__Stored entries__:

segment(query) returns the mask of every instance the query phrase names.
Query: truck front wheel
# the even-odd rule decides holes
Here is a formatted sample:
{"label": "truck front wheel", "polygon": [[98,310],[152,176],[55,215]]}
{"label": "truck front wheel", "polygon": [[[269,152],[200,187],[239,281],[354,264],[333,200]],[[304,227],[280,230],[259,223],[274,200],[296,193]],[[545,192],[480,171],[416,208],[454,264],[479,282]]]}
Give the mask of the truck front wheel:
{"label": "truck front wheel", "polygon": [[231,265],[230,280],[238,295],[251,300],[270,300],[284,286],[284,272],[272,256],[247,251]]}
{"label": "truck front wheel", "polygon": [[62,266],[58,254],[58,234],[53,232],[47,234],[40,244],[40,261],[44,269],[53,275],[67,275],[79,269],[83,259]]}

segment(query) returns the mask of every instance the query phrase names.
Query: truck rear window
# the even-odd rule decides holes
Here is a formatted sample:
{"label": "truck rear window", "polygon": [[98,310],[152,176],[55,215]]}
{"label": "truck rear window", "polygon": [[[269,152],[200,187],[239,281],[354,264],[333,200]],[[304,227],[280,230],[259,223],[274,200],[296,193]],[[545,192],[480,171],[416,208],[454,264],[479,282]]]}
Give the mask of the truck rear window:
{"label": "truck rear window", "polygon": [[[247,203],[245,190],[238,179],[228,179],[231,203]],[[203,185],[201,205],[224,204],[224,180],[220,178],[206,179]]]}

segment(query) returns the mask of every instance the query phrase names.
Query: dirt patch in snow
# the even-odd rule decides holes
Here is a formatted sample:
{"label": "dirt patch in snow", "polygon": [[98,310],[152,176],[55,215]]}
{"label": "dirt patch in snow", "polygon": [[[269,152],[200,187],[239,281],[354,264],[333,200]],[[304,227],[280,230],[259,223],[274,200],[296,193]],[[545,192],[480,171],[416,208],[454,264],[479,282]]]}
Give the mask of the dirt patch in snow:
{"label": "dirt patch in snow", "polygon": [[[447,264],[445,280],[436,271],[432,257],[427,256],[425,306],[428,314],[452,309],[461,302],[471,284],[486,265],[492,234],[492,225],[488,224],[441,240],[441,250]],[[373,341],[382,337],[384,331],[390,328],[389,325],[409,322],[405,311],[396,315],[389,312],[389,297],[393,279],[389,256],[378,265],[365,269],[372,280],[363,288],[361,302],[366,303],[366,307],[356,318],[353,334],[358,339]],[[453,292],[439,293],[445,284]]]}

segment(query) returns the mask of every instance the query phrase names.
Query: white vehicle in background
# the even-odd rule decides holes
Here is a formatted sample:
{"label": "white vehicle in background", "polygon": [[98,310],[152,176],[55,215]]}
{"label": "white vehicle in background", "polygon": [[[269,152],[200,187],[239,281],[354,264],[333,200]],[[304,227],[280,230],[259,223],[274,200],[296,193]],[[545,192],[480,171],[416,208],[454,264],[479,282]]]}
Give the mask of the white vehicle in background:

__Objective__: Show every line of the material that contains the word "wheel". Case matters.

__Final result__:
Query: truck front wheel
{"label": "truck front wheel", "polygon": [[98,310],[152,176],[55,215]]}
{"label": "truck front wheel", "polygon": [[[269,152],[200,187],[239,281],[354,264],[333,200]],[[304,227],[280,230],[259,223],[274,200],[296,193]],[[545,192],[480,171],[416,208],[454,264],[479,282]]]}
Give the mask of the truck front wheel:
{"label": "truck front wheel", "polygon": [[231,265],[230,280],[238,295],[251,300],[270,300],[284,286],[284,272],[272,256],[247,251]]}
{"label": "truck front wheel", "polygon": [[62,266],[58,254],[58,234],[53,232],[47,234],[40,244],[40,261],[44,269],[53,275],[67,275],[79,269],[83,259]]}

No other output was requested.